Reproduce each line exactly.

═══ The data ═══

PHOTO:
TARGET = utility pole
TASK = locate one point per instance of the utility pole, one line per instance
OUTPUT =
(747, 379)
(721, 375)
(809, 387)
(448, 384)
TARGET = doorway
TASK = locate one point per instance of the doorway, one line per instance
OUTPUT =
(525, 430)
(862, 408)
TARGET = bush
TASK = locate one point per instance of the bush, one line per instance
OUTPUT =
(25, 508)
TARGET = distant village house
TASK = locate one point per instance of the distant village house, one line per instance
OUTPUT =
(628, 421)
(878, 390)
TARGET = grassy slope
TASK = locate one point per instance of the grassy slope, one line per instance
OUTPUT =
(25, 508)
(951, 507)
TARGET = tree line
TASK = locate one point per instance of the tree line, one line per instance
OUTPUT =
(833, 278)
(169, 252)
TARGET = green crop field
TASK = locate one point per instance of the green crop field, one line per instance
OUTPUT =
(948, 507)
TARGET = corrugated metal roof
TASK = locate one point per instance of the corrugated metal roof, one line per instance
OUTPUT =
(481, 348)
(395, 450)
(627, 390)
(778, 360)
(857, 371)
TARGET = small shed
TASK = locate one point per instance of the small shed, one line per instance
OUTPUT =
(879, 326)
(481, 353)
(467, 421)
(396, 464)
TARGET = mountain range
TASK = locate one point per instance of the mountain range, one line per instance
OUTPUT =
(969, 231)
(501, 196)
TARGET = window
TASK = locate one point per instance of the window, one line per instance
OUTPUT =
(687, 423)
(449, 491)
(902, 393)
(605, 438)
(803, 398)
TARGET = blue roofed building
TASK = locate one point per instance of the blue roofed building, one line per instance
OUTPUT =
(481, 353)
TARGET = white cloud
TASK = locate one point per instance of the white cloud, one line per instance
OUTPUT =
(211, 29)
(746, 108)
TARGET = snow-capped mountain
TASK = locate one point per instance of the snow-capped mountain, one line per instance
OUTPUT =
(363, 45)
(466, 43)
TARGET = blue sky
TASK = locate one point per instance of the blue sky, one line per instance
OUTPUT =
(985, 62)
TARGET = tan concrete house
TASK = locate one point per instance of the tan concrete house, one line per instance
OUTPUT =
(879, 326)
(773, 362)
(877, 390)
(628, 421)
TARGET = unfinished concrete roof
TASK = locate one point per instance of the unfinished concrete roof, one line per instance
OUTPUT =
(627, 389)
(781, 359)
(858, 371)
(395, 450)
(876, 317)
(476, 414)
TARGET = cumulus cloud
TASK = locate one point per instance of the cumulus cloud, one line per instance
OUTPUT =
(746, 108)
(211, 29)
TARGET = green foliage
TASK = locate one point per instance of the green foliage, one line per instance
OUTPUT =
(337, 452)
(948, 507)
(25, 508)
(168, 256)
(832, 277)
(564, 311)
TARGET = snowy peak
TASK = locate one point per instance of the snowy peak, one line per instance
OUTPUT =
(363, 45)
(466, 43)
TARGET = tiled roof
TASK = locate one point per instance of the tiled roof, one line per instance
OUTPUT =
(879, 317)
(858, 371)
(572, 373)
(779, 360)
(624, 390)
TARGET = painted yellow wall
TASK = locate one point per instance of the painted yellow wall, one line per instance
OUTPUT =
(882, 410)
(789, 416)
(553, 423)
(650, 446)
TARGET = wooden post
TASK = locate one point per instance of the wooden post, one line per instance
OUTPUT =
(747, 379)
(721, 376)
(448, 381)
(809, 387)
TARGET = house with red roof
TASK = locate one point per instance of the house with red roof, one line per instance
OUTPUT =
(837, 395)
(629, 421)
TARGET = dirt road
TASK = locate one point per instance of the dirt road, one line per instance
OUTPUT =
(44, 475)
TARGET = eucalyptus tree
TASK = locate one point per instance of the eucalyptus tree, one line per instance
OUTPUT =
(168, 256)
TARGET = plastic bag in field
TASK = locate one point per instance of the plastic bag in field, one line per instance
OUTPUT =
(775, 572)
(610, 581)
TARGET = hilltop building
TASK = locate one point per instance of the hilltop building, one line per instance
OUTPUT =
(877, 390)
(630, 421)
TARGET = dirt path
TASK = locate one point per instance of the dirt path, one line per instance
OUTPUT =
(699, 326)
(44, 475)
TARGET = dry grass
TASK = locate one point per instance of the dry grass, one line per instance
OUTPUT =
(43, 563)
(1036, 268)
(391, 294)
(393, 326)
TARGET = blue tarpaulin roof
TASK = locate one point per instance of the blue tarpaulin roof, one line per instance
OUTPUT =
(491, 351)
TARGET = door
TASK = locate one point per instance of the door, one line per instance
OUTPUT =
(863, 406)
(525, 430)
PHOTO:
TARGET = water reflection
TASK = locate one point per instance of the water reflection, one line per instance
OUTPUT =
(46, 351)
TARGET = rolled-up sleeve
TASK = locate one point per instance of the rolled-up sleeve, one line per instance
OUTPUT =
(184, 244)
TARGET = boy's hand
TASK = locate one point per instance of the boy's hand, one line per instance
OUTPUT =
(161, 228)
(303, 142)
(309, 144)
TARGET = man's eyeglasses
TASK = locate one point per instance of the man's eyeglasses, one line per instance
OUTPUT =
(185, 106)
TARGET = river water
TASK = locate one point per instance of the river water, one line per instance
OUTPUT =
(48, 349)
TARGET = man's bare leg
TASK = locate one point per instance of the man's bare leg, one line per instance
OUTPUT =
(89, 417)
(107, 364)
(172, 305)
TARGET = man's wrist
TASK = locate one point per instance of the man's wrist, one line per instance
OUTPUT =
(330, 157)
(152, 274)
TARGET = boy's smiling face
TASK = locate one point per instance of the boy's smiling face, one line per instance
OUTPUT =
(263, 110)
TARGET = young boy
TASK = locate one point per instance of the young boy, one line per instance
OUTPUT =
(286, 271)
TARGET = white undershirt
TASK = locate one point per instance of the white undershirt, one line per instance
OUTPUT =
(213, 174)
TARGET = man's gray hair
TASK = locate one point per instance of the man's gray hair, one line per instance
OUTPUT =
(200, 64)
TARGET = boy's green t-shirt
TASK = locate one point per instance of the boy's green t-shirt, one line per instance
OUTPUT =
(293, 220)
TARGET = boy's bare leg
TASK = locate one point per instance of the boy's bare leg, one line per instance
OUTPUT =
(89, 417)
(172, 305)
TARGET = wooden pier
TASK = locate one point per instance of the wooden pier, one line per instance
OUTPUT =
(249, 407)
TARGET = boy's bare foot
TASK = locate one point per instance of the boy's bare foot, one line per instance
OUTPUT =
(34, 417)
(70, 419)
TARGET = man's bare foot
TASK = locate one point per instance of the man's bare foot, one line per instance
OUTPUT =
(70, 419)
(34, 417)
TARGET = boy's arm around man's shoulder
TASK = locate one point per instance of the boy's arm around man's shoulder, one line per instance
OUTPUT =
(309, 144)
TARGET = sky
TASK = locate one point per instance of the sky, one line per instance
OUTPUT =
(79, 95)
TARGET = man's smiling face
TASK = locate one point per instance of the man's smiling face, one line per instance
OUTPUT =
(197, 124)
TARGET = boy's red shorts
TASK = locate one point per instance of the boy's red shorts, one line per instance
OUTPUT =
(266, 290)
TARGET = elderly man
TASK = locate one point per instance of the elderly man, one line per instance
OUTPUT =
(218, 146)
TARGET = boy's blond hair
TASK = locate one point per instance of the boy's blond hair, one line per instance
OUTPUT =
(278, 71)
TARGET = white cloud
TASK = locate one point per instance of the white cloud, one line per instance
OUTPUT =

═══

(Problem solution)
PHOTO:
TARGET = utility pole
TASK = locate one point per instance of the utility pole, one line per instance
OUTPUT =
(747, 379)
(721, 375)
(809, 387)
(448, 384)
TARGET = doorway
TASK = locate one point per instance of the doorway, one line per instance
OUTPUT =
(525, 430)
(862, 408)
TARGET = bush
TASK = locate one point per instance of the bush, one line per instance
OUTPUT =
(25, 508)
TARGET = distant village house
TASK = locate one point per instance of the distant village house, one line per instance
OUTPUT =
(628, 421)
(878, 390)
TARGET = grassy slope
TASK = locate one point per instance of the grassy slope, one line per instance
OUTPUT =
(25, 508)
(951, 507)
TARGET = tree line
TASK = locate one point per instance of the tree line, one line per instance
OUTPUT =
(833, 278)
(169, 252)
TARGET = green crop field
TASK = locate one point per instance of the green crop field, one line per instance
OUTPUT =
(948, 507)
TARGET = corrugated metal roof
TASK = locate one point per instance of the corrugated metal roof, one line per instance
OUTPUT =
(481, 348)
(395, 450)
(627, 390)
(778, 360)
(857, 371)
TARGET = small shed
TASK = locate one point per instance of the small shed, one line per instance
OUTPUT =
(879, 326)
(481, 353)
(467, 421)
(396, 464)
TARGET = mountain range
TASK = locate one point per instance of the mountain range, one line per instance
OUTPUT =
(969, 231)
(501, 196)
TARGET = window
TASK = locate one point per instance of the window, one line per instance
OUTPUT =
(687, 423)
(449, 491)
(902, 393)
(605, 438)
(803, 398)
TARGET = blue roofed building
TASK = locate one point per instance of the blue roofed building, one line per instance
OUTPUT =
(481, 353)
TARGET = white cloud
TASK = locate one point per instance of the white cloud, one line per instance
OUTPUT =
(211, 29)
(746, 108)
TARGET = snow-capped mountain
TASK = locate one point per instance of the snow-capped mountain, one line per instance
OUTPUT =
(363, 45)
(466, 43)
TARGET = blue sky
TASK = locate one point per instance of the blue sky, one line per instance
OUTPUT =
(985, 62)
TARGET = tan concrete house
TASK = locate one point per instance of the tan concrete house, one line per instance
OUTPUT =
(879, 326)
(773, 362)
(877, 390)
(628, 421)
TARGET = unfinished concrete roof
TASK = locate one point per instance of the unfinished concrete roof, one line per instance
OUTPUT =
(627, 389)
(781, 359)
(858, 371)
(395, 450)
(876, 317)
(476, 414)
TARGET = cumulus cloud
TASK = locate one point per instance of the cumulus cloud, one line per instance
OUTPUT =
(746, 108)
(211, 29)
TARGET = green foliage
TASK = locate one point per instance of the green foliage, one line per instance
OUTPUT =
(337, 452)
(948, 507)
(25, 508)
(168, 256)
(832, 277)
(564, 311)
TARGET = snowy peak
TASK = locate one point per instance of the snowy peak, one line per instance
OUTPUT =
(363, 45)
(466, 43)
TARGET = tiled roof
TASK = locate one point per instance of the tiled roof, one line per instance
OUTPUT =
(879, 317)
(858, 371)
(572, 373)
(779, 360)
(624, 390)
TARGET = painted yellow wall
TASK = locate one point per instance of the painted yellow wall, one line per instance
OUTPUT =
(882, 410)
(789, 416)
(553, 423)
(650, 446)
TARGET = wooden post
TASK = locate one point per instance of the wooden post, one line per instance
OUTPUT =
(747, 379)
(721, 376)
(448, 381)
(809, 387)
TARGET = house with red roof
TASK = locate one point per instance of the house with red roof, one line per instance
OUTPUT =
(837, 395)
(629, 421)
TARGET = dirt road
TASK = locate one point per instance of the dirt road, one line per instance
OUTPUT =
(44, 475)
TARGET = eucalyptus tree
TASK = locate one point per instance of the eucalyptus tree, one line per instance
OUTPUT =
(168, 256)
TARGET = plastic bag in field
TASK = locate one point per instance of the plastic bag in field, one line per instance
OUTPUT =
(775, 572)
(610, 581)
TARGET = hilltop building
TASK = locate one point per instance of the hilltop building, one line per instance
OUTPUT =
(877, 390)
(630, 421)
TARGET = dirt path
TASK = locate one point per instance of the dirt path, one line per instance
OUTPUT =
(699, 326)
(44, 475)
TARGET = dry grass
TASK = locate one point per instance of the dry grass, one line per instance
OUTPUT =
(43, 563)
(1036, 268)
(391, 294)
(393, 326)
TARGET = blue tarpaulin roof
TASK = locate one point per instance of the blue tarpaulin roof, one line per instance
OUTPUT =
(491, 351)
TARGET = door
TASK = locate one point per instance of the door, one line per instance
OUTPUT =
(863, 406)
(525, 430)
PHOTO:
TARGET = water reflection
TASK = locate one point per instance of the water reflection, one line per instance
OUTPUT =
(46, 351)
TARGET = rolled-up sleeve
TASK = locate one point per instance of the rolled-up sleeve, one line per instance
OUTPUT =
(184, 244)
TARGET = boy's hand
TASK = locate one point per instance of the boy's hand, one line per instance
OUTPUT =
(161, 228)
(303, 142)
(309, 144)
TARGET = man's eyeglasses
TASK = locate one point per instance of the man's eyeglasses, one line per instance
OUTPUT =
(185, 106)
TARGET = river water
TASK = locate one point per instance of the river water, one line per instance
OUTPUT =
(48, 349)
TARGET = man's bare leg
TASK = locate one point per instance of the man's bare leg, one line per instance
OUTPUT =
(89, 417)
(107, 364)
(172, 305)
TARGET = man's wrist
TASK = locate one point per instance of the man's wrist, one line per instance
OUTPUT =
(330, 157)
(152, 274)
TARGET = boy's smiling face
TASK = locate one point per instance of the boy's smiling face, one line per instance
OUTPUT =
(263, 110)
TARGET = young boy
TASK = locate one point per instance of the young boy, one line per instance
OUTPUT =
(286, 271)
TARGET = white undershirt
TASK = locate one point per instance of the white undershirt, one line per instance
OUTPUT =
(213, 174)
TARGET = man's gray hair
TASK = locate one point per instance of the man's gray hair, one line per instance
OUTPUT =
(200, 64)
TARGET = boy's green t-shirt
TASK = locate one point per instance of the boy's green t-shirt, one line per instance
OUTPUT =
(293, 220)
TARGET = boy's bare leg
TASK = locate one point per instance of the boy's bare leg, one line per instance
OUTPUT =
(89, 417)
(172, 305)
TARGET = wooden pier
TASK = locate one point per instance of the wooden pier, one line per instance
OUTPUT =
(249, 407)
TARGET = boy's bare foot
TASK = locate one point per instance of the boy's bare foot, one line per instance
OUTPUT =
(34, 417)
(70, 419)
TARGET = man's bare foot
TASK = locate one point per instance of the man's bare foot, one line per instance
OUTPUT =
(70, 419)
(34, 417)
TARGET = boy's arm around man's shoulder
TASK = locate one point per instance of the boy's arm around man's shoulder, one line per instance
OUTPUT =
(309, 144)
TARGET = sky
TASK = locate one point per instance of the sky, one line per instance
OUTPUT =
(79, 95)
TARGET = man's smiling face
TASK = locate one point per instance of the man's smiling face, one line per instance
OUTPUT =
(197, 124)
TARGET = boy's red shorts
TASK = locate one point per instance of the boy's red shorts, one line per instance
OUTPUT =
(266, 290)
TARGET = elderly man
TASK = locate one point per instance of the elderly man, one line per instance
OUTPUT =
(218, 146)
TARGET = boy's blond hair
TASK = locate one point per instance of the boy's blond hair, one line per instance
OUTPUT =
(278, 71)
TARGET = white cloud
TASK = locate one point per instance of the white cloud, one line per instance
OUTPUT =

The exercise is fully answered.